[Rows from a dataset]
···

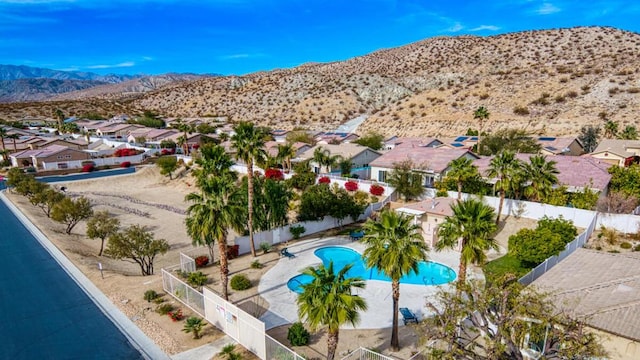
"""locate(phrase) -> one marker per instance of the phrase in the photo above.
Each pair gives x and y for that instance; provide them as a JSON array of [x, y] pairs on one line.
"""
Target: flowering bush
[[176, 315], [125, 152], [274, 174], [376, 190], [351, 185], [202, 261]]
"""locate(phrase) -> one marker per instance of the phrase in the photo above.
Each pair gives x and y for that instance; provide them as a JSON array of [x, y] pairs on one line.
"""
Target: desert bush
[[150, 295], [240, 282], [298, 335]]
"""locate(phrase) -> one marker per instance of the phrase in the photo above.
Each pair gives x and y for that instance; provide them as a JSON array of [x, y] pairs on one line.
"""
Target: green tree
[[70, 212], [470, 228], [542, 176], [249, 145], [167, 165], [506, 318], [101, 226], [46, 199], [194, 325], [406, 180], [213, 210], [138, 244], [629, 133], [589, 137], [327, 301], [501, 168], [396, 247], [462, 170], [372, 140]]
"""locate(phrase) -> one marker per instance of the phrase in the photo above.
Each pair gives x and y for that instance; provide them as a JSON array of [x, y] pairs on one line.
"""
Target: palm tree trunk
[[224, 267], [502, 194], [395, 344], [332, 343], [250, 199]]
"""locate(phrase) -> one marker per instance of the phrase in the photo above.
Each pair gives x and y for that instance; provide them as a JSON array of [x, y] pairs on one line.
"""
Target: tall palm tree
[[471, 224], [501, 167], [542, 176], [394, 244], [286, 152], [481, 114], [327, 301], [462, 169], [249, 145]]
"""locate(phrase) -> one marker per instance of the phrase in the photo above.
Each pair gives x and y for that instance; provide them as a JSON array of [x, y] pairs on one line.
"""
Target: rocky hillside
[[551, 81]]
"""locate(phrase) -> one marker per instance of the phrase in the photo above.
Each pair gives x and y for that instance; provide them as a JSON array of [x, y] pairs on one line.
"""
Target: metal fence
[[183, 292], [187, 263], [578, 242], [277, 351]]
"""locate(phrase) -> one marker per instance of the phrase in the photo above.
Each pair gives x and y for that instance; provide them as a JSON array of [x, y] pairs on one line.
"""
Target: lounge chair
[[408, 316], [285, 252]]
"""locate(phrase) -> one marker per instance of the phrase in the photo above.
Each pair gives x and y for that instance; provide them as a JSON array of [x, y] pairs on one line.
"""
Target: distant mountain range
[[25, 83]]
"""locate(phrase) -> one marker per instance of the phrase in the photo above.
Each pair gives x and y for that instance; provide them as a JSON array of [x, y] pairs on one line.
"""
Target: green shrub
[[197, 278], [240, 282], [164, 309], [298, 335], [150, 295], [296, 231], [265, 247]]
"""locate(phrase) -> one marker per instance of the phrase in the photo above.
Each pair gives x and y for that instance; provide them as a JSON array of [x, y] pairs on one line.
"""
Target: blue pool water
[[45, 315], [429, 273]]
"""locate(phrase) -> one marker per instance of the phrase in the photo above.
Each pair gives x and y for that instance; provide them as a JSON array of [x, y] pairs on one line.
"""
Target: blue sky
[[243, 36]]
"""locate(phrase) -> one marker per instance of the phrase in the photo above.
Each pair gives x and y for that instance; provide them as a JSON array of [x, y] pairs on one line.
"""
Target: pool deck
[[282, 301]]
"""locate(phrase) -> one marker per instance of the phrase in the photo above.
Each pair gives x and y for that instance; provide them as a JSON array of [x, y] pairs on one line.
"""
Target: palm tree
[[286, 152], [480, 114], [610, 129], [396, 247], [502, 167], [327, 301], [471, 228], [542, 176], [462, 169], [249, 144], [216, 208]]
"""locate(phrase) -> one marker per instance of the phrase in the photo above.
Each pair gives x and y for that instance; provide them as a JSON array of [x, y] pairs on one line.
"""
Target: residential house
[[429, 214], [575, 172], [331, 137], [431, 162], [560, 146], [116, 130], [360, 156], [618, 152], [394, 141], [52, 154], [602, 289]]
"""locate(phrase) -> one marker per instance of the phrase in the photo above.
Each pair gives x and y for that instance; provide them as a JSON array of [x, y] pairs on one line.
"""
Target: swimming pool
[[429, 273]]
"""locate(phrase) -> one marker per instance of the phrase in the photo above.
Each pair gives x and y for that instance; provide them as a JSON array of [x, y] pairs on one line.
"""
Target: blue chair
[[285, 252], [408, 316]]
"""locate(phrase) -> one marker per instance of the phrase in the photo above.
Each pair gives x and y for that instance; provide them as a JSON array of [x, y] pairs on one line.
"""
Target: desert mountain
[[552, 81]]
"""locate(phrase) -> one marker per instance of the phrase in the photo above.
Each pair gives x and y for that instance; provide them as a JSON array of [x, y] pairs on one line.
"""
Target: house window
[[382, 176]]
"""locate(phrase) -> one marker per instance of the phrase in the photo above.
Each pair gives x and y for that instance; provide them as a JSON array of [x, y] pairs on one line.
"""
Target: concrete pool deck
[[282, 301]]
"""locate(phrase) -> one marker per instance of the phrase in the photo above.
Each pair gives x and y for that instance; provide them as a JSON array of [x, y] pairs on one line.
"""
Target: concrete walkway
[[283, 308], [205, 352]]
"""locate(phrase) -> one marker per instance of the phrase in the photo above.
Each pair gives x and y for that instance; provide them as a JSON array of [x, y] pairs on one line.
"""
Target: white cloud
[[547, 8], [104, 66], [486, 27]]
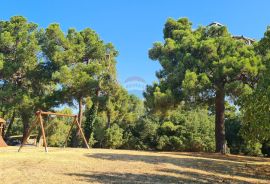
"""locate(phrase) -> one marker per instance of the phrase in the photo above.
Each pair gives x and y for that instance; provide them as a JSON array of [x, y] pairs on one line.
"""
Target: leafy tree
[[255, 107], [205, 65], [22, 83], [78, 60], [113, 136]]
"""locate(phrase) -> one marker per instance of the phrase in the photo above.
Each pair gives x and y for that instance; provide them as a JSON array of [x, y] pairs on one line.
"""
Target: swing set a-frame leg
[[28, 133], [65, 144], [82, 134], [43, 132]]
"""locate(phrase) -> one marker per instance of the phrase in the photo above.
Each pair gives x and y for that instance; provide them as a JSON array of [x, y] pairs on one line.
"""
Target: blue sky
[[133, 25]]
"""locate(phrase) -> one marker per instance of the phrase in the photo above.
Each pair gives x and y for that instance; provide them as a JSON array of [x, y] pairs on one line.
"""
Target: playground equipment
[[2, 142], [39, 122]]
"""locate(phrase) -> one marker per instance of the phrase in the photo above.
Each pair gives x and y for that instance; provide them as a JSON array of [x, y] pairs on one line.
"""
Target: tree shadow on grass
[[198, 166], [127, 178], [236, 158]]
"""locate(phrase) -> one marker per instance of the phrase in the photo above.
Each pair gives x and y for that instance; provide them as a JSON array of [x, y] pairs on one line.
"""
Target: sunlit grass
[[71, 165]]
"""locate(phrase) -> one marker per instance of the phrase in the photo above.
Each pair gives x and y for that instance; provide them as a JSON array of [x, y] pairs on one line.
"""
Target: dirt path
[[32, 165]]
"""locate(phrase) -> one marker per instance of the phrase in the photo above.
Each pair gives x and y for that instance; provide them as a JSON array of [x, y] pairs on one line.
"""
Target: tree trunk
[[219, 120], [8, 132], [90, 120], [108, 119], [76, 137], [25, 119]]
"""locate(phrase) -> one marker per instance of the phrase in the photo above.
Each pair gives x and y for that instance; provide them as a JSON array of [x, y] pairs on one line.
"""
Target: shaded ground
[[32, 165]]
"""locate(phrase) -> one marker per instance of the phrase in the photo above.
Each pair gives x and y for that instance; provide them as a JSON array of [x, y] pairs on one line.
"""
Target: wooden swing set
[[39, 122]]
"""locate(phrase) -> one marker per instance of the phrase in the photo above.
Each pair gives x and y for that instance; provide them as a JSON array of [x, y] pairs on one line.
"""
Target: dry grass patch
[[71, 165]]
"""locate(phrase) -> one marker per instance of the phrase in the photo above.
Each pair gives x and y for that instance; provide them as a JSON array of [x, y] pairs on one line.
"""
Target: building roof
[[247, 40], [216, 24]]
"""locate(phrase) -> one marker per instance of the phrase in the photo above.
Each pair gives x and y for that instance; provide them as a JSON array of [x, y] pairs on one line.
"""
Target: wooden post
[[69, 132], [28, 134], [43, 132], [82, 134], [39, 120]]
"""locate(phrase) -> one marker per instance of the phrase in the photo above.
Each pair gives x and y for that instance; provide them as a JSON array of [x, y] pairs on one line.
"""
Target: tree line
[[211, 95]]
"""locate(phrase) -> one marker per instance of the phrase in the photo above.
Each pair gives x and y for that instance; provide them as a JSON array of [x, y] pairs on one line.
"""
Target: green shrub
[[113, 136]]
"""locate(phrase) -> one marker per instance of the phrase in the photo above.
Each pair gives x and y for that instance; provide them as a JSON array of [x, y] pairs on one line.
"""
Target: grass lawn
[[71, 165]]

···

WRITTEN INSTRUCTION >>
Return, word for word, the lines of the listing from its first line through the line containing "[[150, 295], [240, 282], [298, 335]]", including both ends. Omit the pictures from your answer.

PROBLEM SOLUTION >>
"""locate(phrase) -> one marker per instance of the phrase in the photo above.
Each pair gives x and y for that instance; provide them as a JSON array of [x, y] pairs on one line.
"""
Target: flowering bush
[[176, 315], [125, 152], [274, 174], [376, 190], [351, 185], [202, 261]]
"""locate(phrase) -> one marker per instance of the phrase in the photo above.
Each pair gives x and y for that instance; provide them as a JSON array of [x, y] pairs on one line.
"""
Target: desert bush
[[150, 295], [240, 282], [298, 335]]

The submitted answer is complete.